• [WHAT YOU WILL DO] Reproduce word for word the lines between those holding "like [(158, 534)]" and "like [(605, 374)]", inclusive, and nothing else from the data below.
··········
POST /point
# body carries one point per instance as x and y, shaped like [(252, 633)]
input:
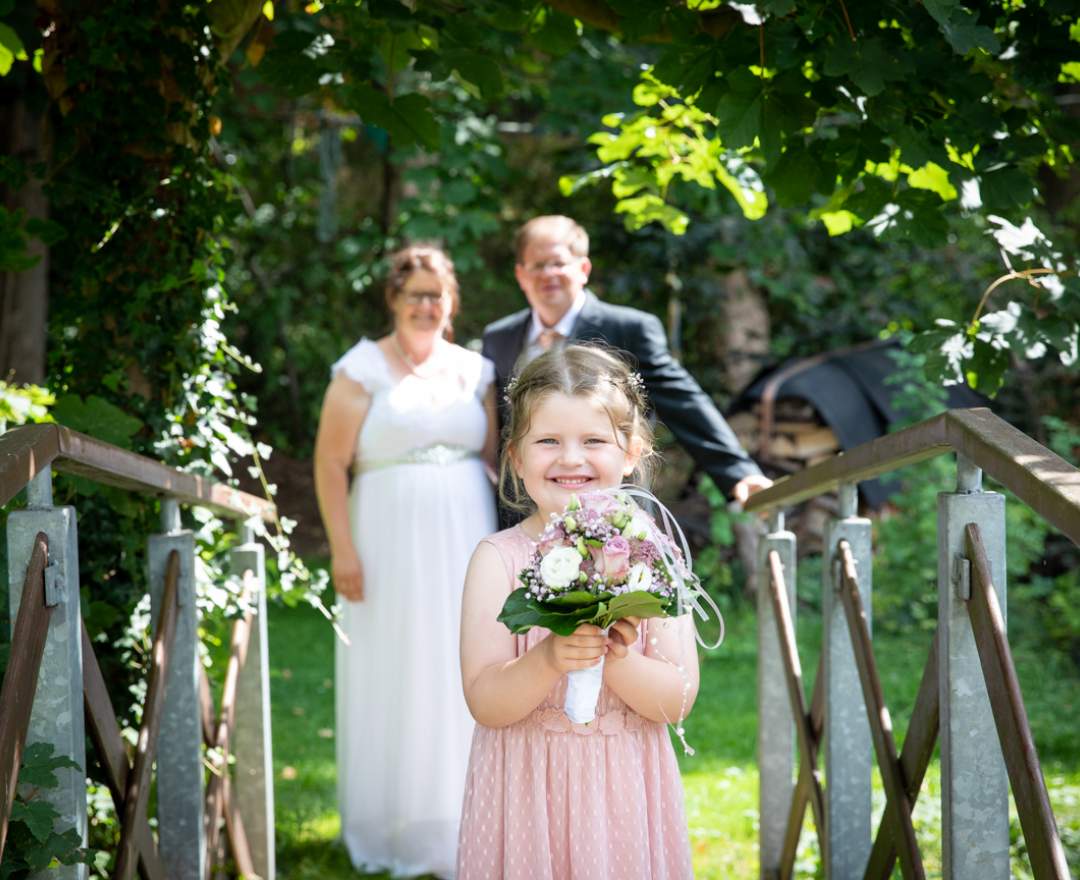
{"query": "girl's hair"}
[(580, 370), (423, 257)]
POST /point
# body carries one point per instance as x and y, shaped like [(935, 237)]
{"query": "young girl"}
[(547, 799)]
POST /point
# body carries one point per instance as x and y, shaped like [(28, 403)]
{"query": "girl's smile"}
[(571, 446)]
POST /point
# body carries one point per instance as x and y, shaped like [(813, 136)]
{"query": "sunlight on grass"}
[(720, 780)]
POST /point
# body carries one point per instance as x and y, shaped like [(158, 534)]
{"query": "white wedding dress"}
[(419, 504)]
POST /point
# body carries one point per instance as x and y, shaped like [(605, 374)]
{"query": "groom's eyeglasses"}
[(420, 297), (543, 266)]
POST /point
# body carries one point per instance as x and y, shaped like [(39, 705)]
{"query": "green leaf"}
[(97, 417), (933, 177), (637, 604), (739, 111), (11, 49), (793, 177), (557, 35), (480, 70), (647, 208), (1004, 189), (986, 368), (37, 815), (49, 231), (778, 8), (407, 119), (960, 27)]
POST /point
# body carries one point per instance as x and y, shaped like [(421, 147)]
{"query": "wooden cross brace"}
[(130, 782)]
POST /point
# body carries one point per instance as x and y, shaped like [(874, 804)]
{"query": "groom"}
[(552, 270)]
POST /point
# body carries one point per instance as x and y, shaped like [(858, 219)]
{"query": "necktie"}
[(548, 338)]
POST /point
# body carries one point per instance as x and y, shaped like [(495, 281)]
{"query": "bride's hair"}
··········
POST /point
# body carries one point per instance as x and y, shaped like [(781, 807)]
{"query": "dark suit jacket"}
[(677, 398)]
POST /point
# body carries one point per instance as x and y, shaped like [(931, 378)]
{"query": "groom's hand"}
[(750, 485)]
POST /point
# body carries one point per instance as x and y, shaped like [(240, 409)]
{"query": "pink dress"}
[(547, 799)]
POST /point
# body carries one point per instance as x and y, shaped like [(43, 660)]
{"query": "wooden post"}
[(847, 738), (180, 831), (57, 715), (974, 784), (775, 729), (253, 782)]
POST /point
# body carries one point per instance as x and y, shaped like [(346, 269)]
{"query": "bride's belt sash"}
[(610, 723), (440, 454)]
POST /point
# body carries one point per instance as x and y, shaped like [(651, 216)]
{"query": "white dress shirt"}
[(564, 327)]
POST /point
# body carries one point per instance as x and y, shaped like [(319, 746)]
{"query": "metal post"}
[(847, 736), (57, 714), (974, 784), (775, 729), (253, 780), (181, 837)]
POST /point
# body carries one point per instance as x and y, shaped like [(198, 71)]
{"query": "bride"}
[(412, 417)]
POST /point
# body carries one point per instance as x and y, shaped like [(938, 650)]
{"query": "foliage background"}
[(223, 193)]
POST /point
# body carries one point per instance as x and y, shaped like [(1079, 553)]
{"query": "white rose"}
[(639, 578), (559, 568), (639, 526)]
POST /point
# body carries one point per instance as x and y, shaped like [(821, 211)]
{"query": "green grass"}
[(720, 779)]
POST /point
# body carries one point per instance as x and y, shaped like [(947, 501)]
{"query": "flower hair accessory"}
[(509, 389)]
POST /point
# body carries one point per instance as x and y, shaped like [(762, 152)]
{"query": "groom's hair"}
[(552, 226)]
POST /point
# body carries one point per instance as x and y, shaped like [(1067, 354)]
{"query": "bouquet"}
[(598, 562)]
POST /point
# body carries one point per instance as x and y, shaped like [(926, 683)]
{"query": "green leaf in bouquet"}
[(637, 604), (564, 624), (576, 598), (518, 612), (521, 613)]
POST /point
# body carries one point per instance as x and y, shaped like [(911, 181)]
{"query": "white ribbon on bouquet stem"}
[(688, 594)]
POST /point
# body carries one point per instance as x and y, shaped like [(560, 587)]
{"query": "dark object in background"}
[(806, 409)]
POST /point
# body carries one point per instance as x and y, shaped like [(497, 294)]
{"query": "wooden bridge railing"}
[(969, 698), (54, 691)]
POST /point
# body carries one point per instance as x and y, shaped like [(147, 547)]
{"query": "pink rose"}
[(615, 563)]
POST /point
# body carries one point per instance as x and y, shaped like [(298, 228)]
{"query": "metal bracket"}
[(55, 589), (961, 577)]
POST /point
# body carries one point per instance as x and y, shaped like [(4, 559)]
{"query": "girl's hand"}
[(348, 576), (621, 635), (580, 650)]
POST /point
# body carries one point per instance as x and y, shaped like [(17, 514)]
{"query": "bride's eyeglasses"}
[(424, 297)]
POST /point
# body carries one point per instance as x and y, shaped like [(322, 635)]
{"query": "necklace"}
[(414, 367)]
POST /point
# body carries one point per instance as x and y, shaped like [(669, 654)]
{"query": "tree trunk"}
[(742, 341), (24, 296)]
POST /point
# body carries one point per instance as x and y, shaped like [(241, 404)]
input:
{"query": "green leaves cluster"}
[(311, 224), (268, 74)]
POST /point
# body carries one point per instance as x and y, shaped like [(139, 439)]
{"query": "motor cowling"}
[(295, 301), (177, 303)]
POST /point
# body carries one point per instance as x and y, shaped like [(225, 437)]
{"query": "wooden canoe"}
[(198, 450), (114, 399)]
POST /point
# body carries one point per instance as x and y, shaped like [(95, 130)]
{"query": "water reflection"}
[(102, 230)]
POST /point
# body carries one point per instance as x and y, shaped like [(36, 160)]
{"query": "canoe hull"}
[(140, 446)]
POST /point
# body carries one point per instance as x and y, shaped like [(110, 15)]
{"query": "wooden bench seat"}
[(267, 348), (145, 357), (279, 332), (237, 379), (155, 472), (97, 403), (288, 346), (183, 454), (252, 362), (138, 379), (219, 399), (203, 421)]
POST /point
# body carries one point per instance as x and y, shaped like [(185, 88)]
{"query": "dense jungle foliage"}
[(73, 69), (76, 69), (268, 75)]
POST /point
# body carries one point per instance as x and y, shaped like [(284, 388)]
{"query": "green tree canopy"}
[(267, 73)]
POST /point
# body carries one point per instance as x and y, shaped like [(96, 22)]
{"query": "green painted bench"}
··········
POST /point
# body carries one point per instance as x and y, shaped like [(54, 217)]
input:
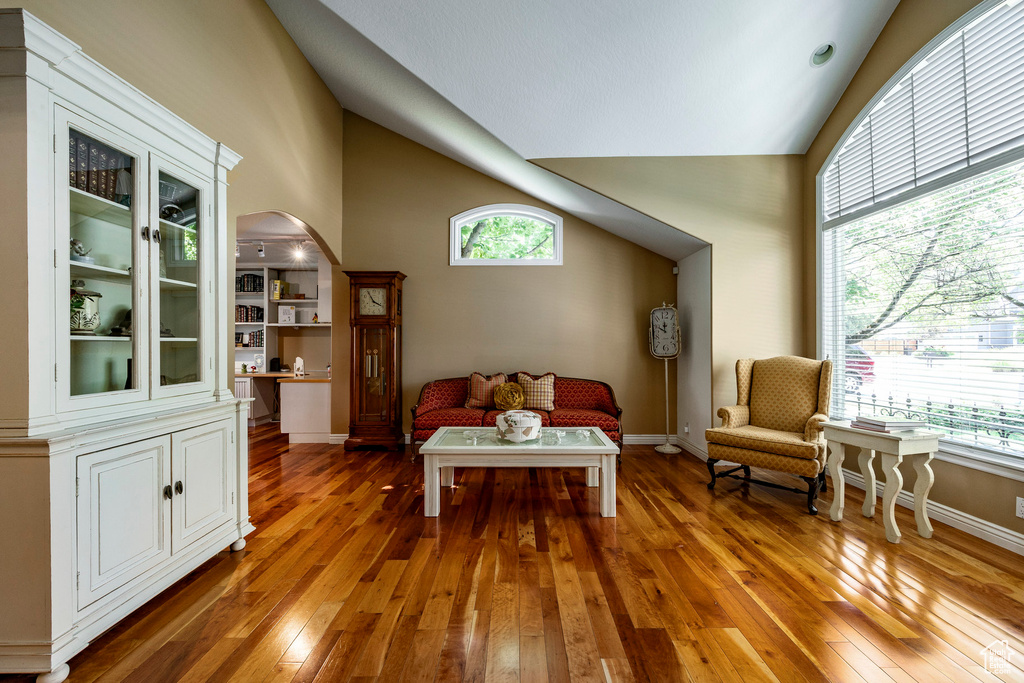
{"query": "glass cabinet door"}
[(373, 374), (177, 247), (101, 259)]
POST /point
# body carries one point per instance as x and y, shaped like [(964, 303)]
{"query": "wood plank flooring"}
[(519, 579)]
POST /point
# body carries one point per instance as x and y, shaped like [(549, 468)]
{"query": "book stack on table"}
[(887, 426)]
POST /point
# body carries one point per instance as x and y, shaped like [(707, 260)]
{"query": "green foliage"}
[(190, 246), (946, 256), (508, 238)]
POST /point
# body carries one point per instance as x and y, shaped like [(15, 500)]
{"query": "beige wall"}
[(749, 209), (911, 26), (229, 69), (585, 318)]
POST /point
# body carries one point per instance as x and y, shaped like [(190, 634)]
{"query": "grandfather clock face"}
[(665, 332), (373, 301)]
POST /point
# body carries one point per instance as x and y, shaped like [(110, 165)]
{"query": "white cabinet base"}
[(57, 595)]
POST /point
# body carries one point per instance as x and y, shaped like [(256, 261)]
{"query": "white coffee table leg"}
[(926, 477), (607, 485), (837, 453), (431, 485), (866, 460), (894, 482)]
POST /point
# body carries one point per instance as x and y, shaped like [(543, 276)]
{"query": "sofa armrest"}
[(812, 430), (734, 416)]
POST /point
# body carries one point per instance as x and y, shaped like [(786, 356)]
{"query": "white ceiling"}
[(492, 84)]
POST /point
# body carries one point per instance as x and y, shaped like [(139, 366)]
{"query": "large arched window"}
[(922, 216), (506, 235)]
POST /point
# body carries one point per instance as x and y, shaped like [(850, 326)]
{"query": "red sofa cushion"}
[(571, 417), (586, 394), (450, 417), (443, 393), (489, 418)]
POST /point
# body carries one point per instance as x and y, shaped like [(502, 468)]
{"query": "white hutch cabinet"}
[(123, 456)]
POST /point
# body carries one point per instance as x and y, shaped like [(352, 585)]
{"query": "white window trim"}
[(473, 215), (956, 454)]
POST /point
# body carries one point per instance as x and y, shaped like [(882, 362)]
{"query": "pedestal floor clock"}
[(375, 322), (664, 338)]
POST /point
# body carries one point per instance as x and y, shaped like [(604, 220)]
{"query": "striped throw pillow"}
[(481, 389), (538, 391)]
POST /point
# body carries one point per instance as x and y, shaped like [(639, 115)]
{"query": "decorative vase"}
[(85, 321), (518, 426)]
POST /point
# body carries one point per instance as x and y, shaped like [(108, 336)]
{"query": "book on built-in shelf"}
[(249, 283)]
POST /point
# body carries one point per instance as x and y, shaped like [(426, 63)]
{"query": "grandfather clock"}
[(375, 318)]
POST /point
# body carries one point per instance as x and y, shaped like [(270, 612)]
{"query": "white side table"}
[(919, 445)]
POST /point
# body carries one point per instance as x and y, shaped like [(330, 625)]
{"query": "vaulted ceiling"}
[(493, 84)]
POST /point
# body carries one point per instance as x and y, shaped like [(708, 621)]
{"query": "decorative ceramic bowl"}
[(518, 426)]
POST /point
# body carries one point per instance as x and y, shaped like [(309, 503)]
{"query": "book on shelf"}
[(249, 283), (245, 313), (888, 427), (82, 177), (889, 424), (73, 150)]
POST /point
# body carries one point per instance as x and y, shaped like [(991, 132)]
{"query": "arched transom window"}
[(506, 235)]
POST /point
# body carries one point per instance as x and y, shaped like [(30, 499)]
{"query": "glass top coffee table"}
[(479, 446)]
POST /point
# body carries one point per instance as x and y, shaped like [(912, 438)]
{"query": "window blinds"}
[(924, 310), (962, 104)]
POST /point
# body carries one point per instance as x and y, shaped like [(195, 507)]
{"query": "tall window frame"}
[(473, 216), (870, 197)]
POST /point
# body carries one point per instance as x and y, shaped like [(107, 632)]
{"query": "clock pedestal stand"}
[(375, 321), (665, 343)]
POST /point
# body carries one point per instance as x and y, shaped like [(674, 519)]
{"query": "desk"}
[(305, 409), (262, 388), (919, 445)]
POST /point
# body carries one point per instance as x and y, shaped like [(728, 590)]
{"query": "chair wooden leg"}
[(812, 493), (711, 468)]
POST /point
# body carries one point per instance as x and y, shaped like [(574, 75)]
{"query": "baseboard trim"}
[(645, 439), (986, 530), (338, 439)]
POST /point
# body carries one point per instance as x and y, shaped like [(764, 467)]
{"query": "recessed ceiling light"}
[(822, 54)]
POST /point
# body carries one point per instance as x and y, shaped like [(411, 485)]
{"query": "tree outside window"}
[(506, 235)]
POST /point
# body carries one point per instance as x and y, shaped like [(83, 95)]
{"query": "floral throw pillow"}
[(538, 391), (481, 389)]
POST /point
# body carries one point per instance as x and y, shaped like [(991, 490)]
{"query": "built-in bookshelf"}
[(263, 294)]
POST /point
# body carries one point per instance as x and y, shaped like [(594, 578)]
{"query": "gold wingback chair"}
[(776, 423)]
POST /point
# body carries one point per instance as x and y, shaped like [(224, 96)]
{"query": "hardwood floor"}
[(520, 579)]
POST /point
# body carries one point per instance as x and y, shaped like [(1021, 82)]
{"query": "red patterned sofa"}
··········
• [OUTPUT FOR THIS EXERCISE]
# body carries one point per instance as x and y, shaped like [(158, 534)]
{"query": "white wedding dress"}
[(419, 504)]
POST /point
# body carries one point per instance as x and y, shaped like [(605, 374)]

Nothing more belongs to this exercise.